*SHORT PROBLEM 1:* In the Spring & Autumn article, rewrite the passage that begins at the words "Spring & Autumn is" and stops after "death in 1973.", with "sitcom" changed to "comedy".
*SHORT PROBLEM 2:* According to the Spring & Autumn article, which company produced the series?

*EXTRACTED TEXT:*
# # # #

- Series title card
- Also known as: Spring and Autumn
- Genre: Sitcom
- Created by: Vince Powell; Harry Driver;
- Written by: Vince Powell; Harry Driver;
- Directed by: Stuart Allen (pilot); Ronnie Baxter (Series 1); Mike Vardy (Series 2); Anthony Parker (Series 3–4);
- Starring: Jimmy Jewel; Charlie Hawkins; June Barry; Larry Martyn; Jo Warne;
- Music by: Paul Lewis
- Country of origin: United Kingdom
- Original language: English
- No. of series: 4
- No. of episodes: 26 (+ pilot)

Production
- Producers: Stuart Allen (pilot); Ronnie Baxter (Series 1); Mike Vardy (Series 2); Anthony Parker (Series 3–4);
- Camera setup: Multi-camera
- Running time: 30 minutes
- Production company: Thames Television

Original release
- Network: ITV
- Release: 23 October 1972 – 19 October 1976

= Spring & Autumn (TV series) =

British television sitcom (1972–1976)

Spring & Autumn is a British television sitcom that was first broadcast on ITV from 23 October 1972 to 19 October 1976. It was written by Vince Powell and Harry Driver, and starred Jimmy Jewel, Charlie Hawkins, June Barry, Larry Martyn and Jo Warne. The series was one of the last written by Powell and Driver as a writing duo, before Driver's death in 1973.

# # # #

*EXTRACTED ENTRIES:*
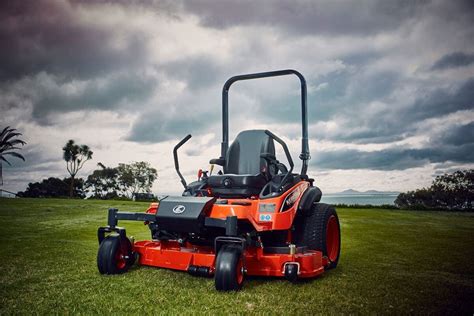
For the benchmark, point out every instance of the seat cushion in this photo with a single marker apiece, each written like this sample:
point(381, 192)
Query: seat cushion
point(234, 186)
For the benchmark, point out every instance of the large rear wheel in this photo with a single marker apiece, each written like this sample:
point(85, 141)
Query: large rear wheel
point(229, 274)
point(319, 229)
point(115, 255)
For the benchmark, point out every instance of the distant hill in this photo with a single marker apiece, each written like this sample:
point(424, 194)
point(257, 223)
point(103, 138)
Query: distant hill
point(355, 192)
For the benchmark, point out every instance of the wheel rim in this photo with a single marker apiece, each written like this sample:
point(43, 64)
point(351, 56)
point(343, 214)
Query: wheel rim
point(332, 238)
point(120, 261)
point(240, 273)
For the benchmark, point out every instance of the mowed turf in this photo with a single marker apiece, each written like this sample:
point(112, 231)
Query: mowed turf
point(391, 262)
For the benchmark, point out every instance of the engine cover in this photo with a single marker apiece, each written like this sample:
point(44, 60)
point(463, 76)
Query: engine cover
point(183, 214)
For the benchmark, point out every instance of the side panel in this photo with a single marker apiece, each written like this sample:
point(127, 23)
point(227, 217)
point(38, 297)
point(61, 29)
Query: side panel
point(263, 214)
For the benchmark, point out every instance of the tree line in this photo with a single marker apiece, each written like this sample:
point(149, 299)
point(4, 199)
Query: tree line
point(451, 192)
point(123, 181)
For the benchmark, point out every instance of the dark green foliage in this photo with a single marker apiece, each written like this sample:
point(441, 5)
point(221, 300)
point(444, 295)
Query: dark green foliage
point(127, 180)
point(53, 187)
point(103, 183)
point(75, 157)
point(137, 177)
point(448, 192)
point(9, 143)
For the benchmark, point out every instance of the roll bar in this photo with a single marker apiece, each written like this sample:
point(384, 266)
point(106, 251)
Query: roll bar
point(176, 161)
point(304, 156)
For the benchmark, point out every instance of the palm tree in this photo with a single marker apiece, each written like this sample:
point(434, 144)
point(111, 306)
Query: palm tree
point(75, 157)
point(8, 144)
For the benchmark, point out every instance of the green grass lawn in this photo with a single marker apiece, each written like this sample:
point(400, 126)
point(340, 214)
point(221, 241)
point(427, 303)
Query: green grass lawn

# # # #

*REPLY 1:*
Spring & Autumn is a British television comedy that was first broadcast on ITV from 23 October 1972 to 19 October 1976. It was written by Vince Powell and Harry Driver, and starred Jimmy Jewel, Charlie Hawkins, June Barry, Larry Martyn and Jo Warne. The series was one of the last written by Powell and Driver as a writing duo, before Driver's death in 1973.

*REPLY 2:* Thames Television